**AIM**
Could you set out the lines below as a numbered list, leaving out any blank lines and the pictures?
──────────────────────────────
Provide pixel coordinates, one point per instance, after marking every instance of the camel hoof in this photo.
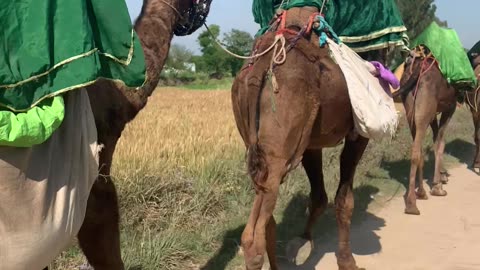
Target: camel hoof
(349, 265)
(298, 250)
(412, 210)
(444, 178)
(438, 192)
(255, 263)
(422, 195)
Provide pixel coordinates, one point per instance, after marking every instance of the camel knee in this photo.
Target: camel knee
(416, 157)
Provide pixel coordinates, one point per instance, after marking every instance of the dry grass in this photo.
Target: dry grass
(185, 196)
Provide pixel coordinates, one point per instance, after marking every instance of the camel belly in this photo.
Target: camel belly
(332, 124)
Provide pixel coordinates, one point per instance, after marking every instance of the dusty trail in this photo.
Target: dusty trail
(446, 236)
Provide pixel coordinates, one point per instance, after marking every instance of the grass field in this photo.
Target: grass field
(185, 196)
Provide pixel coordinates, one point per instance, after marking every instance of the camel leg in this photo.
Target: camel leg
(300, 248)
(437, 189)
(476, 136)
(312, 162)
(258, 236)
(418, 134)
(344, 201)
(443, 171)
(99, 236)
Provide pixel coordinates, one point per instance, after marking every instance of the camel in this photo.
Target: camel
(286, 113)
(114, 106)
(425, 93)
(473, 100)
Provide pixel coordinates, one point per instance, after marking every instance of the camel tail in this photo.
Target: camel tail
(257, 165)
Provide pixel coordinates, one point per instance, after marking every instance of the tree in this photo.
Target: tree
(239, 42)
(214, 60)
(178, 56)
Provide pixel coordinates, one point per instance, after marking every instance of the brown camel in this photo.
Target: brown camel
(425, 93)
(473, 100)
(114, 106)
(288, 116)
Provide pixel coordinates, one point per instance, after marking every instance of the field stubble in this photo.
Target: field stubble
(185, 196)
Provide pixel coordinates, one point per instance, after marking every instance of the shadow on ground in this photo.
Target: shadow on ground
(364, 241)
(399, 170)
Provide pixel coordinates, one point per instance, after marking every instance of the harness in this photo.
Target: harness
(192, 18)
(419, 52)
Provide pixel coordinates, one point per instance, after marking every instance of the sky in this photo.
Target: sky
(461, 15)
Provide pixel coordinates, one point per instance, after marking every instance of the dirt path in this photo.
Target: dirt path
(446, 236)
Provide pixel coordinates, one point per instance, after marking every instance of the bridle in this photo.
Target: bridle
(191, 18)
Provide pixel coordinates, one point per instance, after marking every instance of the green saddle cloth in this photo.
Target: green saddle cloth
(447, 48)
(474, 49)
(50, 47)
(361, 25)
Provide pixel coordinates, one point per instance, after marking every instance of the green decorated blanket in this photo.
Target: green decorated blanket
(50, 47)
(362, 25)
(447, 48)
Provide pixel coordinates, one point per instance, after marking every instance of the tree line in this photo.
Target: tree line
(214, 63)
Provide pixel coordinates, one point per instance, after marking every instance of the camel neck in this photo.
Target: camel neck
(155, 27)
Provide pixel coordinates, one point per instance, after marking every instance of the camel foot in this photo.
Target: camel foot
(348, 264)
(412, 210)
(422, 195)
(298, 250)
(438, 191)
(255, 263)
(444, 178)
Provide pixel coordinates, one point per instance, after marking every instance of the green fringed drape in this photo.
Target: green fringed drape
(52, 46)
(448, 50)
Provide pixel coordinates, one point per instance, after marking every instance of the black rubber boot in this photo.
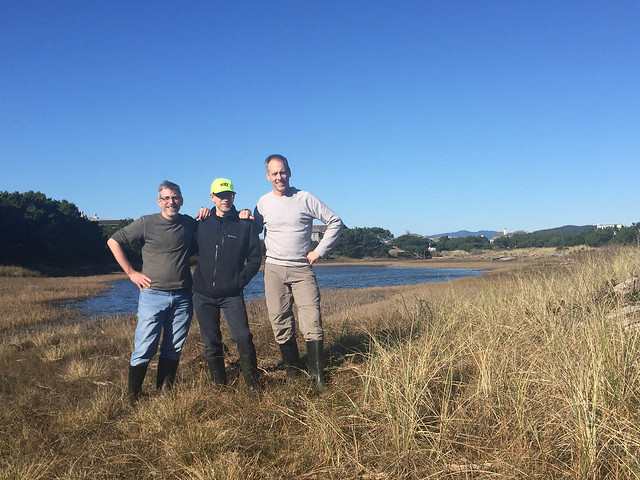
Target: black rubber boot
──────────────────────────────
**TASK ANSWER**
1. Provide pixel coordinates, one point per instance, after marking every instance of the camel hoof in this photo.
2. Target: camel hoof
3. (349, 265)
4. (298, 250)
5. (412, 210)
6. (444, 178)
7. (438, 192)
8. (255, 263)
9. (422, 195)
10. Provide pixel coordinates, one point per instance, after marking every instance of the camel knee in this photo.
11. Target: camel knee
12. (416, 157)
13. Provide pixel coordinates, one point per instance, after marking every instance of the dry grass in this photo.
14. Target: dry grass
15. (185, 196)
16. Provide pixel coordinates, one point per instance, after marking every instance of the camel belly in this photo.
17. Target: camel belly
18. (332, 124)
19. Provide pixel coordinates, one point per instance, after marking every instance of the dusty trail in this photo.
20. Target: dusty trail
21. (446, 236)
22. Provide pixel coordinates, one point per instance, after marking every instance of the grass field in this photo.
23. Target: grass field
24. (185, 196)
25. Provide pixel coordinates, one point per instance, after marking every instance of the camel leg in this photo.
26. Target: camel leg
27. (300, 248)
28. (437, 189)
29. (476, 136)
30. (312, 162)
31. (258, 236)
32. (418, 134)
33. (344, 201)
34. (443, 171)
35. (99, 236)
36. Provide pixel coordinates, one point per instance, after marking every instance of the camel in this photo.
37. Target: camel
38. (286, 113)
39. (114, 106)
40. (425, 93)
41. (473, 100)
42. Provide pixel coordinates, one point per instance, after marking every instance of the camel tail in this photo.
43. Target: camel tail
44. (257, 165)
45. Provide pixel coordinates, one point per instance, after marking every instance of the tree in this photo.
46. Target: tree
47. (239, 42)
48. (214, 60)
49. (178, 56)
50. Provide pixel coordinates, one point per instance, after marking every instance of the brown camel in this photo.
51. Target: brown camel
52. (425, 93)
53. (473, 100)
54. (114, 106)
55. (288, 116)
56. Provide pixel coordinates, one point per instance, after marking every instance of the field stubble in this photo.
57. Target: field stubble
58. (185, 196)
59. Provide pixel coordinates, one point per instance, after marking every instance of the shadow on ground in this photo.
60. Target: shadow on ground
61. (364, 241)
62. (399, 170)
63. Provide pixel coordinates, one point per instance, after marking every instance of the harness in this photo.
64. Target: harness
65. (192, 18)
66. (419, 52)
67. Provide pixel coordinates, one point per instance, after marking every instance of the sky in this photo.
68. Target: sky
69. (461, 15)
70. Provide pixel coordinates, one point per instance, after marking every instance of the dirt path in this photo.
71. Target: dirt path
72. (446, 236)
73. Provide pixel coordinates, one point per instance, after marking every instance of the bridle in this photo.
74. Target: bridle
75. (191, 18)
76. Provide pixel coordinates, one point per instance, after marking every instance of the green saddle cloth in this photo.
77. Target: green saddle cloth
78. (447, 48)
79. (474, 49)
80. (50, 47)
81. (361, 25)
82. Provide pixel coordinates, one point per instance, after marking every instance of the green decorated blanket in this photo.
83. Target: green decorated blanket
84. (50, 47)
85. (362, 25)
86. (447, 48)
87. Provide pixel coordinates, one point per instance, after marking every instance of the tree line in this photo.
88. Target: tree line
89. (214, 63)
90. Provide pixel coordinates, one point per instance, after marking every instance of the camel neck in this photo.
91. Target: camel neck
92. (155, 27)
93. Provide pixel coordinates, one point per instance, after marking every instance of the camel foot in this photo.
94. Target: camel foot
95. (348, 264)
96. (412, 210)
97. (422, 195)
98. (298, 250)
99. (438, 191)
100. (255, 263)
101. (444, 178)
102. Provide pixel coordinates, one point per instance, after marking every instance of the green fringed drape in this photo.
103. Target: green fringed drape
104. (52, 46)
105. (448, 50)
106. Provide pixel coordinates, one point per instance, after marking every instance of the black rubber boot in this photo.
107. Target: black rubber boot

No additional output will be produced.